● WORK INSTRUCTIONS
Put the lines below into a two-column CSV with the headers "instruction" and "output", one row per instruction, quoting each field and turning line breaks into spaces. Leave out the pictures.
** begin GIVEN RECORDS **
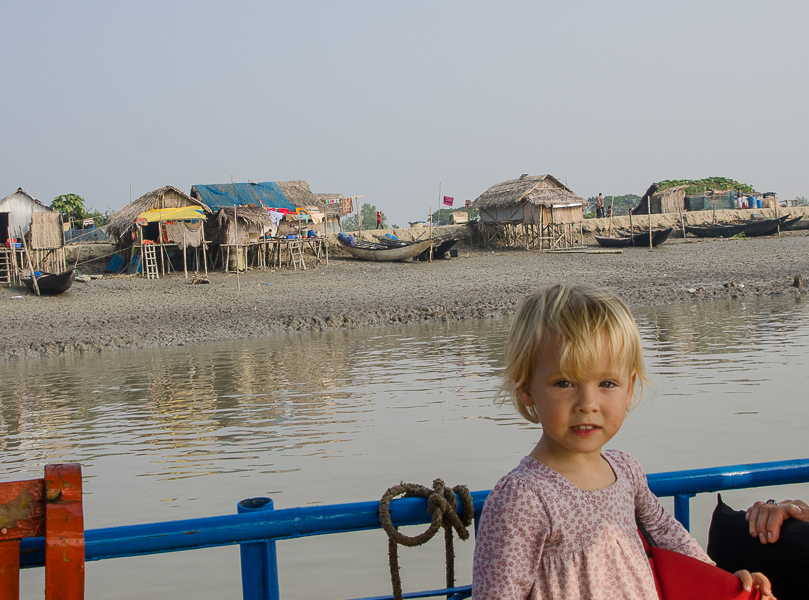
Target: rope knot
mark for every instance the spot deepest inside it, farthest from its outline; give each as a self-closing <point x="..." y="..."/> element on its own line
<point x="441" y="504"/>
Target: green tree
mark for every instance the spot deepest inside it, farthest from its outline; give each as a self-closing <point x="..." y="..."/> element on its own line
<point x="71" y="206"/>
<point x="368" y="212"/>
** end GIVEN RECORDS **
● WRITTEN ANSWER
instruction,output
"Target: rope knot mark for every instance the spot deepest inside it, farthest from its outline; give each as a self-closing <point x=""..."" y=""...""/> element on its own line","<point x=""441"" y=""504""/>"
"Target: green tree mark for every instance the spot deepest inside it, farthest from its outline; give each as a self-closing <point x=""..."" y=""...""/> element on its own line","<point x=""71"" y=""206""/> <point x=""368"" y=""212""/>"